• **Written problem 1**
Repeat the blog post below about Batman and Spider-Man's origin stories word for word, in full.

:: Text segment

Lex's Corner / Life / Random

What Heroes Are Made Of: A Brief Look At Batman and Spider-Man’s Origin Stories

***Originally published on Moviepilot***

I love origin stories!

Let me back up and explain myself. I don’t necessarily “love” how f*cked up origin stories can be (re: the dead parent trope), but I do love the work that people put into good origin stories, however tragic they may be.

And speaking of tragic, you ever noticed how sh*tty Bruce Wayne and Peter Parker’s back-stories are? Granted, Bruce arguably had a bit more cushion than Peter in that the man was filthy rich from a small age, but as we are all continuing to learn, money can only do so much when you are trying to reconcile your trauma. Even as an adult.

Right? That’s some deep stuff.

That said, my harping on their back-stories was prompted when I revisited a video editing project I did two years ago (which I will be posting at the end). While viewing the project for a fifth time, I got to thinking about the similarities and differences within Peter and Bruce’s back-stories and what they essentially meant. To explain, considering that the two ended up in the same “occupation”, it is quite interesting how they did, in fact, find different ways to go about doing so.

I covered some of this a bit in my “gritty movement” piece a year ago, and I felt it appropriate to dig a couple of the quotes up and paraphrase myself as I was writing this piece. But before I bring them up, let’s compare and contrast Peter generally before getting to the nitty-gritty:

So, we have both of these people lose their parents (more specifically a father figure for Peter, but I digress) in a very tragic way. Bruce loses his to a small time drug addict while Peter loses his to a petty thief. And while they’re on opposite sides of the income bracket, they both lose these guardians at critical stages in their life (Bruce as a pre-teen and Peter right in the MIDDLE of his teens)

See? Similar origins. But the paths chosen and symbols that are eventually invoked are wildly different.

::::

• **Written problem 2**
Copy every line of the rows below that contains the word "tall". Case counts.

:: Data extract

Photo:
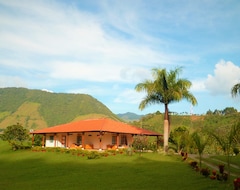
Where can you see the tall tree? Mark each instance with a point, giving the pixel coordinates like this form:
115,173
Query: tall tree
227,139
200,141
15,135
235,90
165,88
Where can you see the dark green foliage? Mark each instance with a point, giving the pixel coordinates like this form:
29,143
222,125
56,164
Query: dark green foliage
15,135
37,140
179,137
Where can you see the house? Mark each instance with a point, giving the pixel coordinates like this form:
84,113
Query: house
99,134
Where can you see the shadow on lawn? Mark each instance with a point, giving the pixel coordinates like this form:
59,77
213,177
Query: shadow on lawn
37,170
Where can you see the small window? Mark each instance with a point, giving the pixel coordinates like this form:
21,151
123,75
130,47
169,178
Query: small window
123,140
114,140
79,140
51,138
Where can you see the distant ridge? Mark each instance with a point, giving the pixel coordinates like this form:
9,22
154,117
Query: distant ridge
36,109
129,116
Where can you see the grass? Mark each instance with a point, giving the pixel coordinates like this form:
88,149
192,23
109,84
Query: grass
51,170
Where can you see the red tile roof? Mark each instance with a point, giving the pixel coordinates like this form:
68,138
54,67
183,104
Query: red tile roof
104,124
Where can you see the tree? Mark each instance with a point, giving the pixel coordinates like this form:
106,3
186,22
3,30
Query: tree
15,135
165,88
235,90
200,142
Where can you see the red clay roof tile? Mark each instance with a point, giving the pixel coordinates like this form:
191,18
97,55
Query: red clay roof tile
104,124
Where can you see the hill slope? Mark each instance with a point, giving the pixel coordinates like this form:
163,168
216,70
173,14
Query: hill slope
36,109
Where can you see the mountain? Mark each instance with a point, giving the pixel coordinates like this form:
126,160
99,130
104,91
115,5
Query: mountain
129,116
35,109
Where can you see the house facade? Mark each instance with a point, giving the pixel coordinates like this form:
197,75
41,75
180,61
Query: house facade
98,134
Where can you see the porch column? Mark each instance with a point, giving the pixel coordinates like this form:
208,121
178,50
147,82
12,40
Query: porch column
32,140
117,140
67,138
83,135
55,136
132,139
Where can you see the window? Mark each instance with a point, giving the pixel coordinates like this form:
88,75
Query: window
114,139
79,140
51,138
123,140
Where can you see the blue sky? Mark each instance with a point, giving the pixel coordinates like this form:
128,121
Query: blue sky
104,48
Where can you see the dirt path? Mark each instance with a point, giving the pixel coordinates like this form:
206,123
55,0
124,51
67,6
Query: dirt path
210,165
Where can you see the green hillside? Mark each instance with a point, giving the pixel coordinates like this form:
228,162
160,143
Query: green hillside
37,109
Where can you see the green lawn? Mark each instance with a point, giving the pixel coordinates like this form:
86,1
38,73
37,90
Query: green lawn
49,170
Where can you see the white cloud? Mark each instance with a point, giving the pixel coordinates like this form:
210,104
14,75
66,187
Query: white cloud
226,74
198,85
12,81
129,96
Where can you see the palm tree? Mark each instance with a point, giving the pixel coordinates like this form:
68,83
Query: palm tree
165,88
235,90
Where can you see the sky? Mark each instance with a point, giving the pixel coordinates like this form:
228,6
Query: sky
104,48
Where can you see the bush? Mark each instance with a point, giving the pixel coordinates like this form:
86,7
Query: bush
93,155
236,150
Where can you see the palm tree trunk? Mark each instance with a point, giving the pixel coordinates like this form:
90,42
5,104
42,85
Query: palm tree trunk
166,129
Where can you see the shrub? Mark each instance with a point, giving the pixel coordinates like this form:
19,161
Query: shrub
93,155
236,150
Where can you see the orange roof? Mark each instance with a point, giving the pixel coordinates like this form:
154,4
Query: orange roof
104,124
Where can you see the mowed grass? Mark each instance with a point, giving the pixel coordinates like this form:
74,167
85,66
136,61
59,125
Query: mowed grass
49,170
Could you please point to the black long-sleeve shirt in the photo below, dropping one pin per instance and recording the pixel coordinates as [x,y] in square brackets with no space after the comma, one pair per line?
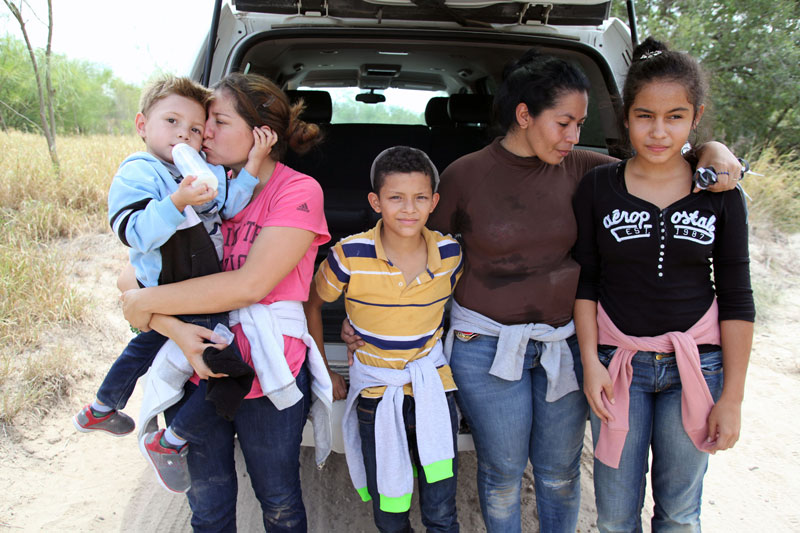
[651,268]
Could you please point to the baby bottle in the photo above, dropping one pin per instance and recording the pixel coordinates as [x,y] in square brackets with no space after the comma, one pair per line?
[189,162]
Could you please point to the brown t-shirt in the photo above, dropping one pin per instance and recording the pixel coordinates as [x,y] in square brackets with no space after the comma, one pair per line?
[515,217]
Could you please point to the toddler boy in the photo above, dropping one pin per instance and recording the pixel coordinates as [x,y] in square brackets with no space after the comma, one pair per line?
[172,228]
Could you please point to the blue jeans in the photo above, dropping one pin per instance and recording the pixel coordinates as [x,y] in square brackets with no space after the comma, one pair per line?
[270,441]
[654,418]
[136,358]
[437,501]
[511,422]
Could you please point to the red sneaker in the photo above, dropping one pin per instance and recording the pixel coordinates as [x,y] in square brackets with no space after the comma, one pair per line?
[114,423]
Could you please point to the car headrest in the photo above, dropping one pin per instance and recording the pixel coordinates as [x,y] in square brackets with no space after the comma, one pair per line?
[319,107]
[470,108]
[436,112]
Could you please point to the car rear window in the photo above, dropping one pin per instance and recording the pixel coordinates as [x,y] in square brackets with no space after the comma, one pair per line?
[402,106]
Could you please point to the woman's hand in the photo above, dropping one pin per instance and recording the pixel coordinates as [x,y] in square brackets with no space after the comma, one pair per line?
[597,380]
[724,424]
[263,141]
[132,309]
[726,165]
[339,385]
[193,341]
[350,338]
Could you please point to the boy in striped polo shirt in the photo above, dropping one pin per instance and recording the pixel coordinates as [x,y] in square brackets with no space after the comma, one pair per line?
[400,419]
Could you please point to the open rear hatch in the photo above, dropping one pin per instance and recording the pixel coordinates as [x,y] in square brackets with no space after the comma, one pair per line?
[474,13]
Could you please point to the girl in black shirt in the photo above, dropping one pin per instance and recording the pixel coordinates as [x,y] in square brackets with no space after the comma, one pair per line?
[647,247]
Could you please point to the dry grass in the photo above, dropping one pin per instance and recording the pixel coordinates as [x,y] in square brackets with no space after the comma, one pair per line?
[38,208]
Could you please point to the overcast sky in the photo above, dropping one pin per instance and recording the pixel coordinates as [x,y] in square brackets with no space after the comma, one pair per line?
[133,37]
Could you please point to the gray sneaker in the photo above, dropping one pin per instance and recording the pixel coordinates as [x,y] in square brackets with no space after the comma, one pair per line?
[170,465]
[115,423]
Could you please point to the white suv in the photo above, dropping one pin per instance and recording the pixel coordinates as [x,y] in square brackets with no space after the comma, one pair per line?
[448,53]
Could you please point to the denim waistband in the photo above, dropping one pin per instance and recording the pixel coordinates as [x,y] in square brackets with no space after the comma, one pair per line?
[702,348]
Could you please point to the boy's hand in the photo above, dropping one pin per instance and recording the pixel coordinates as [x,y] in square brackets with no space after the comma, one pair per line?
[724,424]
[352,340]
[263,141]
[188,194]
[133,314]
[192,340]
[339,386]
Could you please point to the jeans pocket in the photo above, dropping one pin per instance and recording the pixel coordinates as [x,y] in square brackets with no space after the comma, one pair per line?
[711,363]
[365,409]
[465,336]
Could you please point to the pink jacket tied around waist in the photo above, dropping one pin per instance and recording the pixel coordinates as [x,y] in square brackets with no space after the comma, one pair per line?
[696,400]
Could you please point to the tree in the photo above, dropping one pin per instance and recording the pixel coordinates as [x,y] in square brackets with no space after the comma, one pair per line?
[87,99]
[46,92]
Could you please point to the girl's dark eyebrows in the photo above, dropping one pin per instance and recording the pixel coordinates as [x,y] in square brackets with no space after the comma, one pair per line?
[571,117]
[645,110]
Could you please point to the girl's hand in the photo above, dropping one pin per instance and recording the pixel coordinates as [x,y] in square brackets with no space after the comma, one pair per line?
[339,385]
[724,424]
[131,308]
[727,166]
[597,380]
[350,338]
[263,141]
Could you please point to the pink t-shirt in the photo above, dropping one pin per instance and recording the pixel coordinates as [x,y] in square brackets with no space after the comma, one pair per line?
[289,199]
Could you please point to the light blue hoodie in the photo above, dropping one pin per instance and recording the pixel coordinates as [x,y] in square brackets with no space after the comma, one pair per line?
[143,216]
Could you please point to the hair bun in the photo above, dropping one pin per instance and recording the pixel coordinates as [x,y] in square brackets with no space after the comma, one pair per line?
[648,48]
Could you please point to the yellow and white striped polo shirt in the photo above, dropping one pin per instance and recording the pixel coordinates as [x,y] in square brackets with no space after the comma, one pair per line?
[398,323]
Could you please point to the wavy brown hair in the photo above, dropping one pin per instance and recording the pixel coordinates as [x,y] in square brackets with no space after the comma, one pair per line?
[262,103]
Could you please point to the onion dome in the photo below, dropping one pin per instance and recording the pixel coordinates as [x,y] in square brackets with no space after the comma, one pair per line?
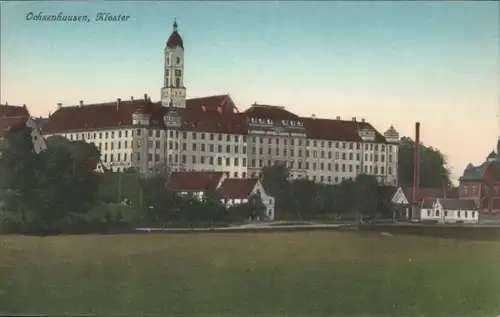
[144,108]
[391,133]
[492,155]
[175,39]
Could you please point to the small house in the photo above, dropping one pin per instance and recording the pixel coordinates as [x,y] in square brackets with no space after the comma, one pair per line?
[233,191]
[449,210]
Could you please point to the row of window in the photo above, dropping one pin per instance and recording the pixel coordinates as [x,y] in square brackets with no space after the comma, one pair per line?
[228,138]
[436,213]
[290,152]
[118,157]
[98,135]
[235,161]
[277,141]
[474,190]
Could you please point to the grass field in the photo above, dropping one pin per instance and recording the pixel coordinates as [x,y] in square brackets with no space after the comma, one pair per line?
[294,273]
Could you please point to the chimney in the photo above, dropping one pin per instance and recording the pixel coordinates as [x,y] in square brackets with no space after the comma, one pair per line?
[416,161]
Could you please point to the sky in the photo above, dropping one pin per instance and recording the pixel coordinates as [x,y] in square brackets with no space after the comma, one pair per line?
[394,62]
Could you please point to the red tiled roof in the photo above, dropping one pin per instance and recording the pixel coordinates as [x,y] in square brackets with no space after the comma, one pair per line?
[10,124]
[387,192]
[194,181]
[12,118]
[110,115]
[224,102]
[237,187]
[338,130]
[423,193]
[200,114]
[270,112]
[450,204]
[13,111]
[95,116]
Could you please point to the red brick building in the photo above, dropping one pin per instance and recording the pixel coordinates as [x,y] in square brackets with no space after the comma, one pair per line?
[482,183]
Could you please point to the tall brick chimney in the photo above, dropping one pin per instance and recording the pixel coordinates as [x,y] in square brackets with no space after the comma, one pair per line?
[416,162]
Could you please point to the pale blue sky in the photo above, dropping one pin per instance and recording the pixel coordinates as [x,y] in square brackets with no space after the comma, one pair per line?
[390,62]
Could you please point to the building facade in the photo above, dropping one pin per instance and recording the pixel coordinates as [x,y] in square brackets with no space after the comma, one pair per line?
[17,117]
[232,191]
[482,183]
[211,134]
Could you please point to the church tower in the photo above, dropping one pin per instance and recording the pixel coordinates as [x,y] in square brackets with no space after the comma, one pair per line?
[173,93]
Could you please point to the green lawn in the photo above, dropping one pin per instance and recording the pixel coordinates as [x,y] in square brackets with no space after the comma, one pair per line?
[308,273]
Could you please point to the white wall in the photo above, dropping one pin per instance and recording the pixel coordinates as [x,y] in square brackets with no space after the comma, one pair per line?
[449,216]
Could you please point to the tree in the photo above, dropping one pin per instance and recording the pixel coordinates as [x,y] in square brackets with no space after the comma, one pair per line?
[67,183]
[256,208]
[367,195]
[346,197]
[18,170]
[157,198]
[434,172]
[302,196]
[275,181]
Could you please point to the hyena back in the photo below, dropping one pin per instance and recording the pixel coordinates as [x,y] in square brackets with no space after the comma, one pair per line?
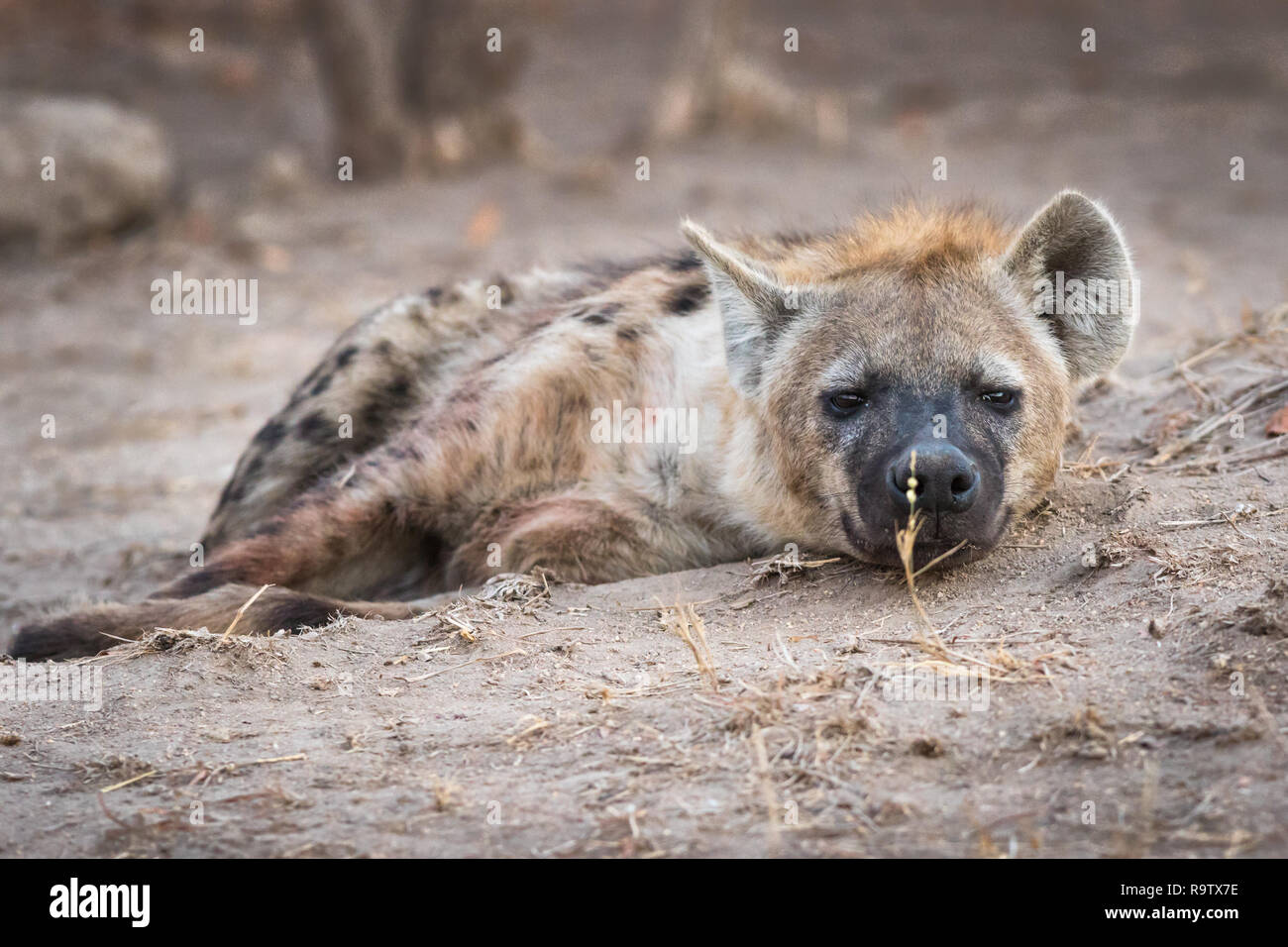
[452,436]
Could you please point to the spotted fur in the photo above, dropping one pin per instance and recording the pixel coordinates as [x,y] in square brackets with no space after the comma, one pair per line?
[471,445]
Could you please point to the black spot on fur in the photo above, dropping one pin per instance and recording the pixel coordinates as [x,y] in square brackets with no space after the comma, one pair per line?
[686,262]
[316,428]
[270,528]
[686,299]
[270,434]
[603,315]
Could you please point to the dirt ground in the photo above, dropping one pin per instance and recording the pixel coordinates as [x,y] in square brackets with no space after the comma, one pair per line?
[1133,633]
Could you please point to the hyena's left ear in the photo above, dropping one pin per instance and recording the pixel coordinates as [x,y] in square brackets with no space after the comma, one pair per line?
[755,305]
[1073,261]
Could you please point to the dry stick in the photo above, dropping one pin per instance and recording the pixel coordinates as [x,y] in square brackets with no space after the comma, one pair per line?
[1202,431]
[767,787]
[241,612]
[472,661]
[938,560]
[127,783]
[906,539]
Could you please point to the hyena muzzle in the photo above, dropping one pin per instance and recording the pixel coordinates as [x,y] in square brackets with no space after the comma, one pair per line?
[500,425]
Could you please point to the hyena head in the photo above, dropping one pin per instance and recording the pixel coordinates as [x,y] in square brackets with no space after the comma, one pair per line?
[934,352]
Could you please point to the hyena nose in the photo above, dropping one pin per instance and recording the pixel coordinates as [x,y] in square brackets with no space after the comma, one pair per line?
[945,480]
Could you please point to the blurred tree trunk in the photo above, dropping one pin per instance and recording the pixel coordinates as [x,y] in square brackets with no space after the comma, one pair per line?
[411,82]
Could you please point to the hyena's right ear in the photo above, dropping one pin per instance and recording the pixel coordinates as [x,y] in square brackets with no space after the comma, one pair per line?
[1073,262]
[755,307]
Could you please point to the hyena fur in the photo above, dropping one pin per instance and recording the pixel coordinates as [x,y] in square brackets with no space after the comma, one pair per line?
[818,367]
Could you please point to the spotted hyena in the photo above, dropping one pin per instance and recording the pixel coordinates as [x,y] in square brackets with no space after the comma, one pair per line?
[678,411]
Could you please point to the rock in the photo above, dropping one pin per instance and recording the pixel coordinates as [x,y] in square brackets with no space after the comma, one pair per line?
[111,167]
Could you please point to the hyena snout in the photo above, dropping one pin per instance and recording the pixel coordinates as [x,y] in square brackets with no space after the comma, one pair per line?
[938,474]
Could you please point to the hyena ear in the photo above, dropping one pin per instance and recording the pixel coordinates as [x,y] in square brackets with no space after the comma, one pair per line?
[755,305]
[1073,261]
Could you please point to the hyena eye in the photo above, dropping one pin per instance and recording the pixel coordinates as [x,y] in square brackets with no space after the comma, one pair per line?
[842,403]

::::

• **Exercise output 1**
Lex's Corner / Life / Random

What Heroes Are Made Of: A Brief Look At Batman and Spider-Man’s Origin Stories

***Originally published on Moviepilot***

I love origin stories!

Let me back up and explain myself. I don’t necessarily “love” how f*cked up origin stories can be (re: the dead parent trope), but I do love the work that people put into good origin stories, however tragic they may be.

And speaking of tragic, you ever noticed how sh*tty Bruce Wayne and Peter Parker’s back-stories are? Granted, Bruce arguably had a bit more cushion than Peter in that the man was filthy rich from a small age, but as we are all continuing to learn, money can only do so much when you are trying to reconcile your trauma. Even as an adult.

Right? That’s some deep stuff.

That said, my harping on their back-stories was prompted when I revisited a video editing project I did two years ago (which I will be posting at the end). While viewing the project for a fifth time, I got to thinking about the similarities and differences within Peter and Bruce’s back-stories and what they essentially meant. To explain, considering that the two ended up in the same “occupation”, it is quite interesting how they did, in fact, find different ways to go about doing so.

I covered some of this a bit in my “gritty movement” piece a year ago, and I felt it appropriate to dig a couple of the quotes up and paraphrase myself as I was writing this piece. But before I bring them up, let’s compare and contrast Peter generally before getting to the nitty-gritty:

So, we have both of these people lose their parents (more specifically a father figure for Peter, but I digress) in a very tragic way. Bruce loses his to a small time drug addict while Peter loses his to a petty thief. And while they’re on opposite sides of the income bracket, they both lose these guardians at critical stages in their life (Bruce as a pre-teen and Peter right in the MIDDLE of his teens)

See? Similar origins. But the paths chosen and symbols that are eventually invoked are wildly different.

• **Exercise output 2**
Where can you see the tall tree? Mark each instance with a point, giving the pixel coordinates like this form:
Query: tall tree
Could you please point to the tall brick chimney in the photo above, dropping one pin per instance and recording the pixel coordinates as [x,y] in square brackets with no space after the comma, one pair per line?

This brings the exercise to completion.